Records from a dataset
==========
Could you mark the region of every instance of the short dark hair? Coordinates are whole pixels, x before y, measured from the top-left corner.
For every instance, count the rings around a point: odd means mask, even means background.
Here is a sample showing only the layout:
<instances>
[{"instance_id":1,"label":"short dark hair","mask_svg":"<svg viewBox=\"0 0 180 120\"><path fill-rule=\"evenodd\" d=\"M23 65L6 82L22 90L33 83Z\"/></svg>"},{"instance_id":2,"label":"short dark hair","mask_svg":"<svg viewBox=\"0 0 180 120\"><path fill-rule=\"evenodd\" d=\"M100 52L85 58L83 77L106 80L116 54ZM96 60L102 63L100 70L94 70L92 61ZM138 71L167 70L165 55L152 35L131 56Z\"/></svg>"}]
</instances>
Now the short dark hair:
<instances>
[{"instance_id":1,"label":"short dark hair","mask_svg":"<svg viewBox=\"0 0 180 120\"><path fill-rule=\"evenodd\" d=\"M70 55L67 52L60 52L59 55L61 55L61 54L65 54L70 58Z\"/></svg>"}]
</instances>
==========
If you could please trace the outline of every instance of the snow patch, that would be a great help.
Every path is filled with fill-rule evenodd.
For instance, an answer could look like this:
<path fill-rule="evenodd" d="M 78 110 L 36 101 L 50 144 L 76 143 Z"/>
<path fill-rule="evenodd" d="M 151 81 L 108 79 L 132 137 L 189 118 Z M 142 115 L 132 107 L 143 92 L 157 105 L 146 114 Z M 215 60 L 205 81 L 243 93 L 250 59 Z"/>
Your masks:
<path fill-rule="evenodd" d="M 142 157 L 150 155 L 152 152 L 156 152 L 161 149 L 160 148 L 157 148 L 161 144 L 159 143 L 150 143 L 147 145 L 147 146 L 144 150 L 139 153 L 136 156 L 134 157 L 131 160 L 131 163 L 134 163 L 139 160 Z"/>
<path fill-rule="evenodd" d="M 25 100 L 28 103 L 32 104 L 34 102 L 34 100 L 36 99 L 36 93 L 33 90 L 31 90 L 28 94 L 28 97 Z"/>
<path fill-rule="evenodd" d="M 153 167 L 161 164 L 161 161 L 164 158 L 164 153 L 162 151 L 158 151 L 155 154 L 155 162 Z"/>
==========
■ Given exercise:
Rewrite the lines starting with the line containing "If you could" and going on through the line containing "78 110 L 36", replacing "snow patch" with "frozen puddle" and leaving everything else unchanged.

■ Finished task:
If you could please trace the outline of every instance of the frozen puddle, that would be a great help.
Every path is filled with fill-rule evenodd.
For instance, an answer could look like this:
<path fill-rule="evenodd" d="M 78 110 L 36 101 L 50 144 L 76 143 Z"/>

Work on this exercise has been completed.